- [REQUIRED ACTION] Each line of the listing is to be copied exactly.

- [MATERIAL TO PROCESS]

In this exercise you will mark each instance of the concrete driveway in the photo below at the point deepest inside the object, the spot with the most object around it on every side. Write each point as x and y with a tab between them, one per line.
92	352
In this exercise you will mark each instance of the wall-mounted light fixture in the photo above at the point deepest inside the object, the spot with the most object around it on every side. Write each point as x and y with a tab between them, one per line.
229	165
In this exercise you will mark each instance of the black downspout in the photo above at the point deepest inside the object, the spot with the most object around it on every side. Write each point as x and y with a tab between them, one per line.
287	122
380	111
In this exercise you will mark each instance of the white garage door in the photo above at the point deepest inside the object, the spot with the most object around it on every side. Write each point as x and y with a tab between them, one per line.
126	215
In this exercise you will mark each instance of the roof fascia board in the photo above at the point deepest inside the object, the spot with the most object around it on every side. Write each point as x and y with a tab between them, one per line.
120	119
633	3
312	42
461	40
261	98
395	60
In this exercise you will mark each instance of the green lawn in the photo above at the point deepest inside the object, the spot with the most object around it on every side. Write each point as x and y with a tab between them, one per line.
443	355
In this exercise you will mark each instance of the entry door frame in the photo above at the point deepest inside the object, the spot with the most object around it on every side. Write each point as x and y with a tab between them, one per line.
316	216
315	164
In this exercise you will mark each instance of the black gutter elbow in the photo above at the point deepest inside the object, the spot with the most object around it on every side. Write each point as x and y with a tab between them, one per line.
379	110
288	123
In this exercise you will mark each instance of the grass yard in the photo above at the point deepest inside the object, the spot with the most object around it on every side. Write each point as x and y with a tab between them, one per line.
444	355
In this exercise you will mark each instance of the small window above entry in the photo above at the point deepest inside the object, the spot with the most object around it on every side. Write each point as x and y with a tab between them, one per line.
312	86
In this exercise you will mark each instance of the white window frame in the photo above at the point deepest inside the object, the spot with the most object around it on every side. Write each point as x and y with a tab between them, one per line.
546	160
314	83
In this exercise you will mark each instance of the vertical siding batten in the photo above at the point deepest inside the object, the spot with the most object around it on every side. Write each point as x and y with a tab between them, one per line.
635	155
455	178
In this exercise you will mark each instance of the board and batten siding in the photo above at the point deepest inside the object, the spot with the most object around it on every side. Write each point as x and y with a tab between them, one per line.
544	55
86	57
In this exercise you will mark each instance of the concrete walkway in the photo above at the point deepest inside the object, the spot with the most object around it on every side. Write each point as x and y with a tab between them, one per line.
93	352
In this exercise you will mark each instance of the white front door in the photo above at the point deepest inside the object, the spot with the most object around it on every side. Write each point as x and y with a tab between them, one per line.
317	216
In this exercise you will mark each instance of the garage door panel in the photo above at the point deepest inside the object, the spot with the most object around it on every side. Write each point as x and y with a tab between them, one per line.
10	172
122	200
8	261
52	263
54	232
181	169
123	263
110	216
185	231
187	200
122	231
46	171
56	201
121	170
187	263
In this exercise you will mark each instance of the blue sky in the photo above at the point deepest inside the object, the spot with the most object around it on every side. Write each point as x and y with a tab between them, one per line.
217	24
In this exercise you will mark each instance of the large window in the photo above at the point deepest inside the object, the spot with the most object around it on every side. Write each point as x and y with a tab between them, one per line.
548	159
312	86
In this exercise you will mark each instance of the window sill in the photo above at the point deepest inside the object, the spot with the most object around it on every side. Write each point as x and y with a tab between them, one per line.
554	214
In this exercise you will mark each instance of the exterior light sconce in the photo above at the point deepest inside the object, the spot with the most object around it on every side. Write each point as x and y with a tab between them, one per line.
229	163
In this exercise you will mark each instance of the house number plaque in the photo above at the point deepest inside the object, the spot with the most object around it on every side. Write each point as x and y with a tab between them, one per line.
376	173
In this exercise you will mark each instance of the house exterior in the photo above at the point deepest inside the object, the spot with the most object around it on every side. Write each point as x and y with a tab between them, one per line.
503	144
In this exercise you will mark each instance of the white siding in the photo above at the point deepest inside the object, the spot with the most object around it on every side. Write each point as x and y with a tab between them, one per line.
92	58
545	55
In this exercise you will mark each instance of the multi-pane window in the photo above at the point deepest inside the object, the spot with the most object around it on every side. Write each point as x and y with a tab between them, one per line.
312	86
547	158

- [RESPONSE BOX]
In this exercise you will mark each instance of the concrete driveway in the photo below at the point deepest inside the object, the spot with the most object around it on every side. Write each point as x and y with a tab between them, one per line.
92	352
In this exercise you will mark each instance of the wall-mounted light fixture in the photo above at the point deepest inside the object, the spot with the most object around it on every side. Write each point as x and y with a tab between them, one per line.
229	165
In this exercise you will mark each instance of the black downspout in the photo above at the point deepest inside the object, the spot with the most object around it on every side. Write each point as x and y with a tab between them, one per line.
287	122
380	111
In this exercise you will mark each instance of the white garage door in the photo above at the point deepest inside the object, the spot with the most object around it on every side. Write each point as x and y with a tab between them, one per line.
126	215
In this exercise you will mark each instance of the roof fascia board in the photo above at the point deepest inside the object, the spot with the most object around it on every side. Write each point as x and y with a tab between them, one per line.
120	119
633	3
312	42
461	40
261	98
395	60
In this exercise you will mark each instance of the green lawn in the photo above at the point deepest inside the object, the spot with the most object around it on every side. Write each point as x and y with a tab between them, one per line.
443	355
In this exercise you will mark each instance of the entry door frame in the photo above at the point deepest inside the object, the spot with the most object around it on every side. Write each point as x and y with a tab between them, one per line.
316	216
315	164
In this exercise you will mark each instance of the black gutter elbow in the photo above at the point deepest inside the object, the spot with the most object around it on every side. Write each point as x and y with a tab between them, one per line.
379	110
288	123
In this exercise you will mark each instance of the grass yard in the photo above at the point deepest inside the object, the spot with the most object around it on every side. Write each point as x and y with a tab between them, one per line.
444	355
In this exercise you will mark each instance of the small window above entry in the photo above at the point deepest inside the object, the spot with the most object around it on every side. Write each point as x and y with a tab between them, one per line.
312	86
In this exercise you will mark each instance of the white window frame in the photo above at the point deepest inside the object, the spot with the most object around it on every side. Write each point as x and y with a tab between them, one per line.
546	160
314	83
In this exercise you will mark each instance of the vertical siding batten in the photo above at the point deepest inside the object, the spot with the most object around it on every side. Write each point as x and y with a tab between them, one per line.
635	155
455	178
In this exercise you will mark each instance of the board and batten siding in the photo above at the point deepest inside the object, the spot with the most object around it on every side. Write each point as x and y with a tab between them, one per line.
544	55
86	57
In this exercise you will mark each instance of the concrete walkway in the photo above at the point deepest inside the object, the spot with the most object around it on every side. Write each point as x and y with a tab between them, one per line.
93	352
In this exercise you will mark each instance of the white front door in the photo above at the point deepest inside the object, the spot with the most object around it on every side. Write each point as x and y with a tab between them, one per line.
317	216
In this exercise you will mark each instance of the garage door panel in the photo above at the point deepest inside the object, the spot with the most object around it on every side. Write each point as x and y with a tab between them, one per line.
10	172
122	200
8	261
52	263
54	232
181	169
123	263
110	216
185	231
187	200
122	231
46	171
56	201
121	170
187	263
In this exercise you will mark each instance of the blue sky in the photo above at the point deepest inside the object, the spot with the most object around it on every side. Write each point as x and y with a tab between them, one per line.
217	24
In this exercise you will mark each instance of the large window in the photo above at the point deepest inside the object, the spot with the most object around it on every side. Write each point as x and y with a tab between them, one per line.
548	159
312	86
In this exercise you will mark each instance of the window sill in the photo above at the point deepest inside the object, the spot with the most object around it on every side. Write each point as x and y with a tab between them, one per line.
554	214
In this exercise you will mark each instance of the exterior light sconce in the photo above at the point deepest inside the object, the spot with the most object around it on every side. Write each point as x and y with a tab between them, one per line.
229	163
In this exercise you will mark each instance of the house number plaque in the photo above at the point deepest inside the object, the spot with the most object around it on every side. Write each point as x and y with a tab between them, one per line.
376	173
In this exercise you will mark each instance of the house exterior in the photo above at the point deepest inside the object, the spot with the most object around it on every side. Write each point as x and y with a tab between them, one per line.
503	144
In this exercise you will mark each instance of the white siding in the photo above at the point deepest inside the object, the spot with the most object around it on every side. Write each point as x and y with a tab between them, one per line.
92	58
545	55
In this exercise you will mark each instance of the multi-pane window in the photo above at the point deepest inside the object, the spot with the most object around it on every side. Write each point as x and y with a tab between them, one per line.
312	86
547	158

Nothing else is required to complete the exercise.